_Location annotation dataset excerpts_:
----------------------------------------

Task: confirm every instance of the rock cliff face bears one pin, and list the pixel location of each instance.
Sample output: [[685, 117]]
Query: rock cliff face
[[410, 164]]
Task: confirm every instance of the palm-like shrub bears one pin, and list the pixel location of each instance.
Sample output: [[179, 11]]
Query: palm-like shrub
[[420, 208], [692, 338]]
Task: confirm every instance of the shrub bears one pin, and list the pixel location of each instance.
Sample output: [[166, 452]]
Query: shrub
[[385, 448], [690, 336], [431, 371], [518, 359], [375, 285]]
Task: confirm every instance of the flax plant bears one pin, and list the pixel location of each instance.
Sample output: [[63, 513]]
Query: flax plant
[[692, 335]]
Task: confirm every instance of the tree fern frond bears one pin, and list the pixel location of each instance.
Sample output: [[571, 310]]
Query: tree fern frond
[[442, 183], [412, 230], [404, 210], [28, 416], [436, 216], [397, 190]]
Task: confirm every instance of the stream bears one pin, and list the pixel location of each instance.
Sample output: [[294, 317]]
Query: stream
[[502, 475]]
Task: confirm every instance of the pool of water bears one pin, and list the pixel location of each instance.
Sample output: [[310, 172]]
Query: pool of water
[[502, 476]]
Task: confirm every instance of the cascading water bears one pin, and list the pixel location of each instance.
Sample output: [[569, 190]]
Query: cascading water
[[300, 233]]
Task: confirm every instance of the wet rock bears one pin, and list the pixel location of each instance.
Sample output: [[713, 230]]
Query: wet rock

----------------------------------------

Give an exact copy of all the data shown above.

_Output_:
Task: confirm every instance of the rock cliff face bears one pin, and list the pixel location of each instance.
Sample output: [[685, 117]]
Query: rock cliff face
[[410, 164]]
Task: confirm every instance of the palm-like shrub bears one pin, and list the pixel location of each instance.
Sample output: [[179, 11]]
Query: palm-like shrub
[[420, 208], [692, 338]]
Task: confirm every instance of the shrub bears one pin, and list the pixel location of each instance.
Sample output: [[166, 452]]
Query: shrub
[[385, 448], [690, 336], [431, 371], [518, 359], [375, 285]]
Task: confirm every instance of the flax plant bears one pin, and list the pixel location of each instance.
Sample output: [[63, 513]]
Query: flax plant
[[692, 335]]
Task: confirm every instance of the tree fern frond bears one pin, and list the pixel location of each instance.
Sample output: [[571, 310]]
Query: tree fern frond
[[442, 183], [412, 230], [404, 210], [28, 416], [436, 216], [397, 190]]
Task: confirm every instance of the stream bears one pin, and list the pixel location of each instance.
Sample output: [[294, 317]]
Query: stream
[[502, 475]]
Task: confirm every instance of the pool of water bears one pin, and list the pixel location of each instance.
Sample output: [[310, 172]]
Query: pool of water
[[502, 476]]
Task: confirm every instance of the cascading water bears one pin, and list the pixel location of each instance.
Sample output: [[569, 190]]
Query: cascading water
[[300, 233]]
Task: confirm every instance of the wet rock bears one pin, and list the pixel location of each instance.
Sample output: [[713, 230]]
Query: wet rock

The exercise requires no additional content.